Required task: Carry on the accounting notes on share-based compensation and significant policies from the point where they end.

Compensation cost of $418,940 was recognized related to the Company's share based plans for the nine-month period ended June 30, 2008. Of this amount, $198,528, $82,599, and $137,813 were attributed to engineering and development, sales and marketing, and general and administrative expenses, respectively, in the unaudited condensed statements of operations. The Company recognized $15,506 of compensation costs for the nine-month period ended June 30, 2007. Of this amount, $9,076, $3,228, and $3,202 were attributed to engineering and development, sales and marketing, and general and administrative expenses, respectively, in the unaudited condensed statements of operations. As of June 30, 2008, the Company had $443,697 of unrecognized compensation costs related to share-based payments, and this expense is expected to be recognized over a weighted average remaining life of approximately two years.
4. Summary of Significant Accounting Policies
Uses of Estimates
The preparation of the financial statements in conformity with generally accepted accounting principles requires management to make estimates and assumptions that affect the reported amounts of assets and liabilities and disclosures of contingent assets and liabilities at the date of the financial statements and the reported amounts of revenues and expenses during the reporting period. Estimates are used in the valuation of equity instruments, inventory, receivables, depreciable lives of property and equipment and deferred tax assets. Actual results could differ from those estimates.
Cash and Cash Equivalents
The Company considers all highly liquid investments with an original maturity of 90 days or less to be cash equivalents. All cash equivalents are carried at cost, which approximates fair value. At June 30, 2008 and September 30, 2007, cash and cash equivalents consisted of cash and money market funds.

Data segment:
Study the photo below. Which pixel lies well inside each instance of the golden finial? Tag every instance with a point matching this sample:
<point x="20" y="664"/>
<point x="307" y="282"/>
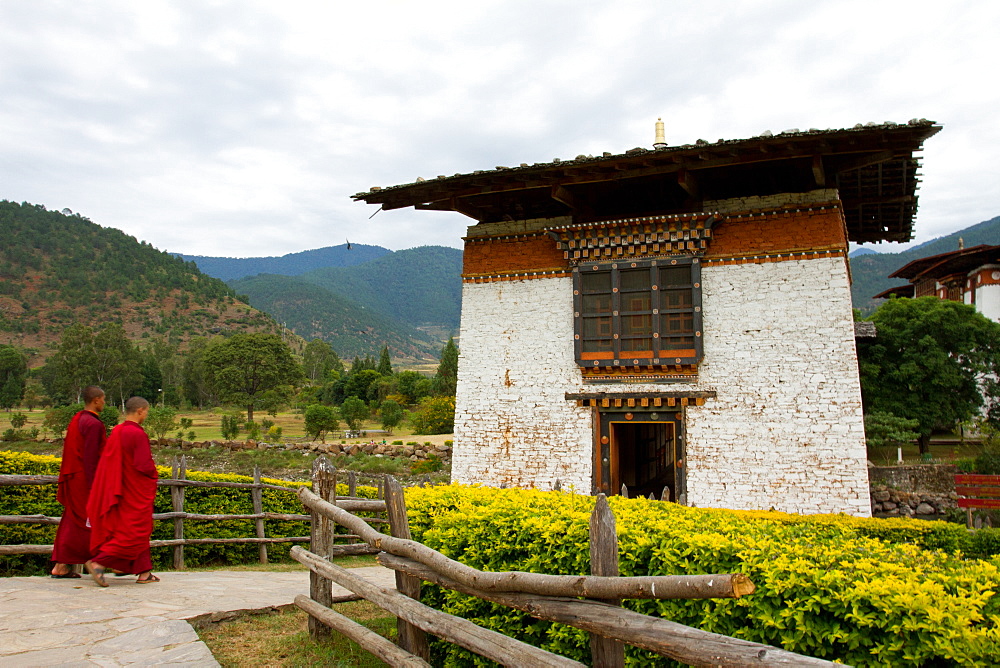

Result of this exercise:
Comprehensive Loss
Comprehensive loss encompasses all changes in equity other than those arising from transactions with the Company's stockholders. For the nine-month period ended June 30, 2008 and 2007, there was no difference between net loss and comprehensive loss.
Concentration of Risk
Financial instruments that potentially subject the Company to significant concentrations of credit risk consists principally of cash, to the extent balances exceed limits that are insured by the Federal Deposit Insurance Corporation, and cash equivalents. Cash equivalents are invested in money market funds of a major U.S. financial services company. The Company maintains its cash accounts in a commercial bank and the money market funds at a financial institution affiliated with the bank. At June 30, 2008, and September 30, 2007, cash on deposit plus the money market funds was in excess of the federally insured limit of $100,000 by approximately $501,000 and $3,587,000, respectively.
The Company relies upon one primary vendor for the manufacture of its product; therefore, the loss of its primary supplier has the potential to result in a manufacturing delay and a possible loss of sales, which could affect operating results adversely.
Warranties
The Company has not experienced any warranty returns. As a result, there were no amounts accrued at June 30, 2008 and September 30, 2007 for estimated warranty costs.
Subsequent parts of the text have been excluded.